[Excerpts from bounding box data]

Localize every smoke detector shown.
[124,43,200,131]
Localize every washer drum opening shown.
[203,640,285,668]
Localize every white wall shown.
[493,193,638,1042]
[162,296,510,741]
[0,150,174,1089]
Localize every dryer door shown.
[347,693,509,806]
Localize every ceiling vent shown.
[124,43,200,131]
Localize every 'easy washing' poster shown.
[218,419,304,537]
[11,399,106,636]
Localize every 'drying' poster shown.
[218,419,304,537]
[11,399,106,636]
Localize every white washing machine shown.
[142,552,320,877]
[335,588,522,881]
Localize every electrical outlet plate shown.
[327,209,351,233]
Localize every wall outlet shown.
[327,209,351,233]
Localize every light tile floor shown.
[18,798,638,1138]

Problem to work on.
List every line of the material above that contains the string "outlet". Uppercase and lowercase letters count as different.

Reply.
Localize every electrical outlet plate shown.
Localize every wall outlet shown.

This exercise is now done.